▶ Given records:

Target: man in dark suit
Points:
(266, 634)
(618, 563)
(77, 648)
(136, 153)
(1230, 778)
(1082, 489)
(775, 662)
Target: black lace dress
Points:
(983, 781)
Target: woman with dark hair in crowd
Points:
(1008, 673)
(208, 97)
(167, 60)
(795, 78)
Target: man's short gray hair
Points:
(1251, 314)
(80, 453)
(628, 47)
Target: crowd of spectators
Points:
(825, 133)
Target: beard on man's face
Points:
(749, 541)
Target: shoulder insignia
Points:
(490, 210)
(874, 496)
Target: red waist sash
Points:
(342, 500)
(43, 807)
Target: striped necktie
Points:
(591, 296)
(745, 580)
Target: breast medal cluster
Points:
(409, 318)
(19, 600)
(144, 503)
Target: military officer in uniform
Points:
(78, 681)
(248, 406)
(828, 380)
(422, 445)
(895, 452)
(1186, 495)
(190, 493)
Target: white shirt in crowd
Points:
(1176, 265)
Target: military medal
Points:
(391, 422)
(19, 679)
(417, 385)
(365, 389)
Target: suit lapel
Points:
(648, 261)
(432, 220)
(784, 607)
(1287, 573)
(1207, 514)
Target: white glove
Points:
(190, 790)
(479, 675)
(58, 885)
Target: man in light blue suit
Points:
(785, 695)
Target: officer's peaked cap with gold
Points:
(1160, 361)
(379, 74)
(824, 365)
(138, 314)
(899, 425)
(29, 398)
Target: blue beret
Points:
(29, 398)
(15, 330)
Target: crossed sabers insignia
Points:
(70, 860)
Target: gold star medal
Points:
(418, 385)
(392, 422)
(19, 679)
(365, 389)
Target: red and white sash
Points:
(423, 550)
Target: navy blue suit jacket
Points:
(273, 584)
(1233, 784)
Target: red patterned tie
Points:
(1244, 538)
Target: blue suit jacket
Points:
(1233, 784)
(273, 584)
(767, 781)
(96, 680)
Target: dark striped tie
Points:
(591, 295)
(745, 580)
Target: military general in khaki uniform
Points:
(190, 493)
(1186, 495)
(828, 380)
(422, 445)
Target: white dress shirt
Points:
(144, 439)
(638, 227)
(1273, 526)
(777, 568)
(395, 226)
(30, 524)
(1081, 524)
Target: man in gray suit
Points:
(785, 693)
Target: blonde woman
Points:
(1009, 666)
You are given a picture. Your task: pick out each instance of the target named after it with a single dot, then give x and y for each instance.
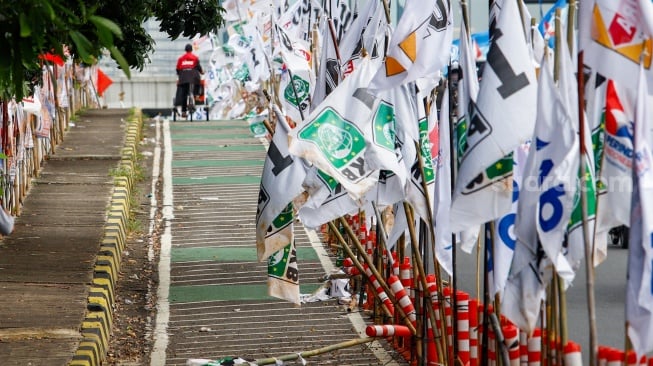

▶ Goal:
Print every item above word for word, but leave out the pictures.

▶ Full response:
Target: man in dark suit
Points:
(266, 634)
(618, 563)
(77, 648)
(136, 153)
(1230, 778)
(1082, 489)
(775, 662)
Target: black lace dress
Points:
(983, 781)
Target: woman with dark hair in crowd
Points:
(1008, 673)
(208, 97)
(167, 60)
(795, 78)
Target: man's short gray hair
Points:
(1251, 314)
(80, 453)
(628, 47)
Target: crowd of spectators
Points:
(825, 133)
Target: beard on man's face
Points:
(749, 541)
Target: shoulder insignia
Points:
(490, 210)
(874, 496)
Target: red waist sash
Points:
(342, 500)
(43, 807)
Target: striped necktie
Points:
(591, 296)
(745, 580)
Target: breast medal cluster
Points:
(409, 318)
(19, 600)
(144, 503)
Target: military officer in uniform
Points:
(78, 681)
(248, 406)
(828, 380)
(422, 445)
(895, 452)
(1186, 495)
(190, 493)
Target: white shirt in crowd
Points:
(1176, 265)
Target: military medal
Points:
(391, 422)
(19, 679)
(417, 385)
(365, 389)
Target: suit lapel
Points:
(648, 261)
(432, 220)
(784, 607)
(1287, 573)
(1207, 514)
Target: white glove
Points:
(190, 790)
(479, 675)
(58, 885)
Target: man in light blue suit
Points:
(785, 695)
Target: officer's peaked cap with gold
Points:
(1160, 361)
(379, 74)
(824, 365)
(138, 314)
(899, 425)
(29, 398)
Target: blue beret
Points:
(29, 398)
(15, 330)
Target: crossed sabers insignia
Points:
(70, 860)
Target: gold star medal
Points:
(418, 385)
(392, 422)
(19, 679)
(365, 389)
Target: red and white sash
Points:
(423, 550)
Target: navy blue suit jacket
Points:
(273, 584)
(1233, 784)
Target: red patterned tie
Points:
(1244, 538)
Target: blue suit jacket
Points:
(1233, 784)
(273, 584)
(767, 781)
(96, 680)
Target: dark striped tie
Points:
(591, 295)
(745, 580)
Target: military general in khaki uniform
Points:
(190, 493)
(1186, 495)
(828, 380)
(422, 445)
Target: white dress shirt
Points:
(144, 439)
(638, 227)
(1273, 526)
(777, 568)
(395, 226)
(30, 524)
(1081, 524)
Target: man in gray suit
Points:
(785, 693)
Target: blonde woman
Points:
(1009, 666)
You are given a picture. Your task: pick out each instance of the target named after it with a single dot, then give x and y for each instance.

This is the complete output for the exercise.